- Provided passage:
▼

The Gospel According to Footloose

Jeff Keoni Lane

A truly loving Nazarene ethic isn’t about purity or polity but it is about particularity. In every new age the Church of the Nazarene should be known as the people who make room for the marginalized in society and those people today are our LGBTQ family and friends.

Years ago I was heading from the airport to a conference with a fellow Nazarene pastor when our cab driver asked “What is a Nazarene?” I deferred to my friend who, to my surprise, began to explain how our identity follows from the Nazarite purity vows, committing to practices like abstaining from alcohol. As I listened I realized they had a very different perspective about the ethic at the core of what it means to be a “Nazarene.”

I think everything you need to know about Nazarene ethics you can learn from watching movies from 1984.

If you mention ethics and the Bible, people usually start by talking about the explicit imperatives like the “Thou shalt nots” of the Decalogue and to a lesser extent various constraints like prohibitions against eating pelican. The commands to not steal, or lie or covet the objects or relationships of a neighbor are generally held to always be good form and good for shaping communities.

▲

- Brief 1: Arrange the records as a Markdown table with columns Row and Entry line, starting at the first line of the records and ending at the line that contains "103], [69, 102]]]". Leave out blank lines.
The essay and the records are unrelated material.

Saved data entries:
▼

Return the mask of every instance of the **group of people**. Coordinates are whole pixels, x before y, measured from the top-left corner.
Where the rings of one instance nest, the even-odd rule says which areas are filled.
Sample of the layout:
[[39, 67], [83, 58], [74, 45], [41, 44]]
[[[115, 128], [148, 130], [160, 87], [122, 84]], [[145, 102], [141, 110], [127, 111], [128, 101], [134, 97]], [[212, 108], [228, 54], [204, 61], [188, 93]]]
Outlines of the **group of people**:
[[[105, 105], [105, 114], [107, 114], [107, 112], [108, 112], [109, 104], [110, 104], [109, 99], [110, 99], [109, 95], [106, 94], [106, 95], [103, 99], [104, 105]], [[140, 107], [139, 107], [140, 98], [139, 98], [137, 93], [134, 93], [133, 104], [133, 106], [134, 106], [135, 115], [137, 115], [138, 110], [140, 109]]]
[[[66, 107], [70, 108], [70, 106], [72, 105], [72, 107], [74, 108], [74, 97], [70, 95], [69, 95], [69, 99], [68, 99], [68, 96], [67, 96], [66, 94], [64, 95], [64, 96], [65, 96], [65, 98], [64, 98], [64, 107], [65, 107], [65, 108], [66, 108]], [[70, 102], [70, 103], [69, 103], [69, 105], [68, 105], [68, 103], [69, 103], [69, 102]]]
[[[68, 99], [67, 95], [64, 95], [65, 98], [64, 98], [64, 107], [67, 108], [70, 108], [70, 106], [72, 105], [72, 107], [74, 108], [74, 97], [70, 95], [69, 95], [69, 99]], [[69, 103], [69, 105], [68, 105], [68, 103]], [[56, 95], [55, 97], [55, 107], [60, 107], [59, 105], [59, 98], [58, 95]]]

▲

- Brief 2:
Answer these questions from the essay on Nazarene ethics:
(a) What question did the cab driver ask?
(b) Movies from which year does the writer say can teach everything about Nazarene ethics?
(c) What food does the essay name as the subject of a biblical prohibition?

- Answer 1:
| Row | Entry line |
|---|---|
| 1 | Return the mask of every instance of the **group of people**. Coordinates are whole pixels, x before y, measured from the top-left corner. |
| 2 | Where the rings of one instance nest, the even-odd rule says which areas are filled. |
| 3 | Sample of the layout: |
| 4 | [[39, 67], [83, 58], [74, 45], [41, 44]] |
| 5 | [[[115, 128], [148, 130], [160, 87], [122, 84]], [[145, 102], [141, 110], [127, 111], [128, 101], [134, 97]], [[212, 108], [228, 54], [204, 61], [188, 93]]] |
| 6 | Outlines of the **group of people**: |
| 7 | [[[105, 105], [105, 114], [107, 114], [107, 112], [108, 112], [109, 104], [110, 104], [109, 99], [110, 99], [109, 95], [106, 94], [106, 95], [103, 99], [104, 105]], [[140, 107], [139, 107], [140, 98], [139, 98], [137, 93], [134, 93], [133, 104], [133, 106], [134, 106], [135, 115], [137, 115], [138, 110], [140, 109]]] |
| 8 | [[[66, 107], [70, 108], [70, 106], [72, 105], [72, 107], [74, 108], [74, 97], [70, 95], [69, 95], [69, 99], [68, 99], [68, 96], [67, 96], [66, 94], [64, 95], [64, 96], [65, 96], [65, 98], [64, 98], [64, 107], [65, 107], [65, 108], [66, 108]], [[70, 102], [70, 103], [69, 103], [69, 105], [68, 105], [68, 103], [69, 103], [69, 102]]] |

- Answer 2:
(a) "What is a Nazarene?"
(b) 1984
(c) Pelican